* **DOCUMENT SOURCE**
= = =
Des personnes ont pu se cotiser dans quelques arrondissements pour diminuer la charge des candidats, ce sont là des faits particuliers, exceptionnels. Si les dépenses restaient à charge des électeurs, il en est un grand nombre qui ne se présenteraient pas et protesteraient ainsi contre l'iniquité de la loi.

Tant qu'on n'aura pas porté remède au mal réel qui existe, le plus grand nombre des électeurs aura le droit de déclarer la loi inique parce qu'elle est injuste.

Si vous ne voulez pas accorder des facilités aux électeurs éloignés, vous n'avez qu'à leur appliquer le système établi pour les jurés : les indemniser des frais de déplacement et de séjour à charge du trésor.

(page 230) M. Malou. - Messieurs, je ne suis pas partisan du vote à la commune. Je crois qu'il y a une raison décisive de ne pas l'y établir. Dans la plupart de nos communes il n'y a pas un nombre suffisant d'électeurs pour former un bureau indépendant et exercer le contrôle nécessaire dans l'intérêt de toutes les opinions. Il ne s'ensuit pas que je trouve parfait le régime électoral tel qu'il existe aujourd'hui. Dans tous les pays où le gouvernement repose sur des élections, l'examen des lois électorales est à l'état permanent.
= = =
* **LISTE**
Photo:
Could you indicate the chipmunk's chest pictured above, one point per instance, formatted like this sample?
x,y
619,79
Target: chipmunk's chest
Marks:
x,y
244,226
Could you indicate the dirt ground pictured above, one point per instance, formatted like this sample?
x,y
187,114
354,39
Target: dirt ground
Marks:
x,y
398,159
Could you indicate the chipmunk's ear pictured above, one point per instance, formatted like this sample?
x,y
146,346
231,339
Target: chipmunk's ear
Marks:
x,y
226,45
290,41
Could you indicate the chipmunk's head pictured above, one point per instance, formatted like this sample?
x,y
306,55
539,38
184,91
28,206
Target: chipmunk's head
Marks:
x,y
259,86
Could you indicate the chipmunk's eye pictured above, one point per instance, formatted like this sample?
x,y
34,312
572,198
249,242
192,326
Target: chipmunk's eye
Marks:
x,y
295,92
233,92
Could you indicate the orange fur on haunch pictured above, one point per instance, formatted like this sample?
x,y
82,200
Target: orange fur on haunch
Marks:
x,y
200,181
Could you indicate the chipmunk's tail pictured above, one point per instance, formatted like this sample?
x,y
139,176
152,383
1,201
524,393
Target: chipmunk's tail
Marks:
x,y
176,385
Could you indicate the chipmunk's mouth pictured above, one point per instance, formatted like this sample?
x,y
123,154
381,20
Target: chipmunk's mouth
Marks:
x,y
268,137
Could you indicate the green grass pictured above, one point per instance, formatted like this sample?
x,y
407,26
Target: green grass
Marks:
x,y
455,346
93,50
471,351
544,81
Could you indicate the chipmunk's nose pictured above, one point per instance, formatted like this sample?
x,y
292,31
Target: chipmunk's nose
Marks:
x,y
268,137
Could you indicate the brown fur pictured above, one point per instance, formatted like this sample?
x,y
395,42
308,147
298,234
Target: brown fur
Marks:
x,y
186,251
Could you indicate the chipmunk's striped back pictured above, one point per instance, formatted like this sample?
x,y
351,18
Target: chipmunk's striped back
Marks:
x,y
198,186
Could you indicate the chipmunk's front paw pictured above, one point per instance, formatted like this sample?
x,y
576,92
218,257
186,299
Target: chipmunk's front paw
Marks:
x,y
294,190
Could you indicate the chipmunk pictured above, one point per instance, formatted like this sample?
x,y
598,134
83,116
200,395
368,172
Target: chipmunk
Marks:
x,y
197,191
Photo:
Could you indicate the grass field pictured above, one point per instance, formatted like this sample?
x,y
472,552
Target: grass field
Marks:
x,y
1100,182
= = =
* **EXERCICE BREF 1**
Reproduisez le passage du débat sur la loi électorale qui commence par « Des personnes ont » et se poursuit jusqu'à « charge du trésor. ».
* **EXERCICE BREF 2**
Dans le débat sur la loi électorale, quelle raison M. Malou donne-t-il pour ne pas établir le vote à la commune ?
* **EXERCICE BREF 3**
Prolongez le débat sur la loi électorale au-delà de sa dernière phrase.
La liste n'est d'aucune utilité pour ce travail.

* **RÉPONSE OBTENUE 1**
Des personnes ont pu se cotiser dans quelques arrondissements pour diminuer la charge des candidats, ce sont là des faits particuliers, exceptionnels. Si les dépenses restaient à charge des électeurs, il en est un grand nombre qui ne se présenteraient pas et protesteraient ainsi contre l'iniquité de la loi.

Tant qu'on n'aura pas porté remède au mal réel qui existe, le plus grand nombre des électeurs aura le droit de déclarer la loi inique parce qu'elle est injuste.

Si vous ne voulez pas accorder des facilités aux électeurs éloignés, vous n'avez qu'à leur appliquer le système établi pour les jurés : les indemniser des frais de déplacement et de séjour à charge du trésor.

* **RÉPONSE OBTENUE 2**
Dans la plupart des communes, il n'y a pas assez d'électeurs pour former un bureau indépendant et exercer le contrôle nécessaire dans l'intérêt de toutes les opinions.

* **RÉPONSE OBTENUE 3**
Permettez-moi de vous présenter quelques observations sommaires : quand le vote au chef-lieu d'arrondissement a été établi, notre législation reposait sur une transaction qui a disparu, sur le principe du cens différentiel, c'est-à-dire que les populations qui avaient le plus de difficulté pour se rendre au scrutin avaient une représentation proportionnelle plus considérable. Mais en 1848, lorsque la réforme électorale a été faite, cette espèce d'équilibre encore imparfait a été rompu ; on a fait une réforme démocratique, on a descendu le cens au taux uniforme de 20 florins. Qu'est-ce qu'une réforme démocratique en vue de l'extension de l'exercice du plus beau des droits politiques si des obstacles qui paralysent l'exercice de ce droit existent ?

Si. lorsque vous avez écrit que, moyennant 42 francs de contributions payées à l’État, on a le droit de participer à la souveraineté nationale, si vous croyez avoir tout fait, vous êtes dans une étrange erreur puisque certains électeurs doivent, pour exercer ce droit, doubler indirectement leurs contributions.

Veux-je tirer aujourd'hui une conclusion pratique, une conclusion immédiate pour la réforme du système électoral ? Non, messieurs, mais je crois que c'est à bon compte que le pays s'occupe de cette question et que nous la discutons ici. De quoi s'agit-il, en définitive ? De savoir s'il y aura des privilégiés dans l'ordre des droits politiques quand, dans tous les autres ordres d'intérêts sociaux, il n'y a plus de privilégiés sous le régime de nos libres institutions.

M. le ministre de l'intérieur (M. Rogier). - Et le jury ?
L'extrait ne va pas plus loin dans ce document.